§ 本文抜粋:

そこは岐阜県恵那市という岐阜県の県庁所在地である岐阜市からも遠く離れた街

なぜ長崎から遠く離れた岐阜の山奥でカステラの源流が食べられるのか。
その思いつきとも言える好奇心から今回岐阜行きを決めました。

ちょうど所用もあったので前日岐阜市内でサクッと所用をすませ、翌日ゆっくりとカステラ調査をしようと思っていたところに台風が接近していました。

ニュースでは盛んに「明日は電車が止まるかも」と連呼しており、今回は大人しく帰宅した方が良いのではないかと注意喚起を促してくる私の理性。しかし岐阜に来ること自体あまり機会がないのと、さらに恵那市に行くことなんてもう今後ないかもしれないという思いで恵那市行きを強行しました。

しかし遠い…
恵那市遠い…

岐阜県内の移動で片道2時間半って何だよ。岐阜駅から片道2時間半って中々の距離感で、なぜか乗換案内アプリでは岐阜県内での移動のはずなのに一度名古屋駅に向かえと指示されます。
しかしわたしはカステラの原型を食べる為に向かいます。
岐阜駅から名古屋駅、名古屋駅から恵那駅、恵那駅からJRから明智鉄道に乗り換えさらに岩村駅まで移動します。

唯一の変更点は少しでも早く自宅に辿り着くために、現地での滞在時間を最大限短くすること。
電車は約1時間に1本なので、現地滞在を1時間以内に切り上げたいと思います。
地図で確認したところなんとか大丈夫そう。

恵那市のキャラクターはエーナ

途中初めて降り立った恵那駅で時間があったので駅前を歩いてみました。
駅前はよくある地方都市のような佇まいですが、しかしさすが中山道大井宿のあった町です、地方都市の駅前に和菓子店が3店舗もあるなんて歴史を感じられる街です。

時間になったので明智鉄道で岩村駅に向かいます。

§ 提供データ:

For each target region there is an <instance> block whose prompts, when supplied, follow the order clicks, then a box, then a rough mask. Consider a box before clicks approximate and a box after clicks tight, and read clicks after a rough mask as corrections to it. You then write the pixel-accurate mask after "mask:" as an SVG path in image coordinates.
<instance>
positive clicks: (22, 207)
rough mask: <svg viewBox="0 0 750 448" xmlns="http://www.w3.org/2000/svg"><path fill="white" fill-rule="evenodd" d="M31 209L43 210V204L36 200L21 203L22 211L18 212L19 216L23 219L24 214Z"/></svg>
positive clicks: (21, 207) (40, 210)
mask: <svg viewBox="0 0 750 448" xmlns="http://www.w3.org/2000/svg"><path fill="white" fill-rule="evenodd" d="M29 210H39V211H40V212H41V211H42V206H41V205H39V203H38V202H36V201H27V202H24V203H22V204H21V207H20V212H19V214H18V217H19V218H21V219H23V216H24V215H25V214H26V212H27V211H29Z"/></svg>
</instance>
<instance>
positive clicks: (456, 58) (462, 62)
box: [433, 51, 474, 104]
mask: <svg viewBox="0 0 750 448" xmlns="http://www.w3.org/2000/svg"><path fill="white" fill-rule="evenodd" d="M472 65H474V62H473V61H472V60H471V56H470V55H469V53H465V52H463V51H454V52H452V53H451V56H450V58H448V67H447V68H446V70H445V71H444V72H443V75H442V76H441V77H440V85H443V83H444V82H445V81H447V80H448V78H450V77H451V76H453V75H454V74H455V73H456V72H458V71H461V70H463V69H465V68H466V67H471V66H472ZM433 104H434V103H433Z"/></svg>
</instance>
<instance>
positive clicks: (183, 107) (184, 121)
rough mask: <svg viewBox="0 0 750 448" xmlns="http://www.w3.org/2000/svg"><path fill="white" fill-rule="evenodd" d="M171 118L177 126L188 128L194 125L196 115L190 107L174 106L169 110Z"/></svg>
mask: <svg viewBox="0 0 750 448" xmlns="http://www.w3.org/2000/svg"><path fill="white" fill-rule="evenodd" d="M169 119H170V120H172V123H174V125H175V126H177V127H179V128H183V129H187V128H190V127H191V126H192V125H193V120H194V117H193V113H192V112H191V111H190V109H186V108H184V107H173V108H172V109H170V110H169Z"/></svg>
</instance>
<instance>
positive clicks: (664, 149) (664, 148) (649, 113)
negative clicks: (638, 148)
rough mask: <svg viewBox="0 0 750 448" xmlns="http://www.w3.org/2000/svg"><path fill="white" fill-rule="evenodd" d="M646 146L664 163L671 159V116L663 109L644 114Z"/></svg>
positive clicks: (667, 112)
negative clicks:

§ 課題一覧:
- a) 恵那市への旅の文章によると、恵那市のキャラクターの名前は何か。
- b) 恵那市への旅の文章のうち、「ニュースでは盛んに「明日は電」から下って「しかしわたしはカステラの原型を食べる為に向かいます。」までの全部を、「片道2時間半」を「片道3時間」に入れ替えて書き直せ。
- c) 恵那市へカステラを食べに行く旅の文章を、途切れたところから再開し、続きを書け。

§ 記述解答:
- a) エーナ

- b)
ニュースでは盛んに「明日は電車が止まるかも」と連呼しており、今回は大人しく帰宅した方が良いのではないかと注意喚起を促してくる私の理性。しかし岐阜に来ること自体あまり機会がないのと、さらに恵那市に行くことなんてもう今後ないかもしれないという思いで恵那市行きを強行しました。

しかし遠い…
恵那市遠い…

岐阜県内の移動で片道3時間って何だよ。岐阜駅から片道3時間って中々の距離感で、なぜか乗換案内アプリでは岐阜県内での移動のはずなのに一度名古屋駅に向かえと指示されます。
しかしわたしはカステラの原型を食べる為に向かいます。

- c)
だいたい1時間に1本間隔

初上陸の恵那市岩村、駅前からすでに歴史を感じます、いや歴史しか感じません(失礼)早速歩いてお店まで向かいます。

岐阜県恵那市岩村町、人口5000人足らずのこんな山の中の村にカステラが本当にあるのでしょうか。
いや、逆ですね。この田舎の山の中だからこそ歴史の流れから忘れられたように残されているのだと思います。

事前に調べたところでは駅から店舗まで約1Km程度ですので15分程度で到着可能です。往復でも30分ですので購入する時間を含めても十分往復可能です。

十分1時間で往復可能

お店に到着です。
それはそれは歴史を感じる店舗でした。

なんとも歴史を感じる外観です
カステラではなくカステーラ

今から220年ほど前、岩村藩の医師が蘭学を学ぶために長崎に滞在した際、カステラの製法を教わり岩村藩に帰ってからその技術を街の菓子店に伝授したことが始まりとされています。
220年以上前に伝わった製法を大切に守り続けているカステーラは、本場ポルトガルにももう残っていないカステラの原型と言われています。

これが探し求めていたカステーラ
見た目はパウンドケーキのよう

現代の長崎風のカステラと違い水飴を使っていないのでいわゆるしっとりではなくギュッと詰まった生地で感覚的にはパウンドケーキが近いと思います。
封を開けた時から香る卵の味が濃く素朴な味わいです。

材料も、砂糖、鶏卵、小麦粉、はちみつのみのシンプルな構成

わたしの体感的には人形焼が近いと感じました。
2切〜3切は楽に食べられるため、こちらの方が好みだという人も多いと思います。また冷やしたり焼いたりすればまた違った味わいで美味しいので試していただきたいと思います。

このカステーラには膨張剤が使われておりそれにより、よりパウンドケーキに近いのかと感じましたが、膨張剤は昔のカステーラには使ってないし、長崎のカステラにも使っていないので、歴史上のどこで膨張剤を入れるという変化が生まれたのかが興味あります。

どこかの時点でパウンドケーキよりに方針を変えられたのだと思いますが、これだけ情報化社会になって、AIが人間を越す越さないと言われる時代になっても、当時のことは想像でしか知ることのできないことがある事例の一つだと思い、とても興味深いです。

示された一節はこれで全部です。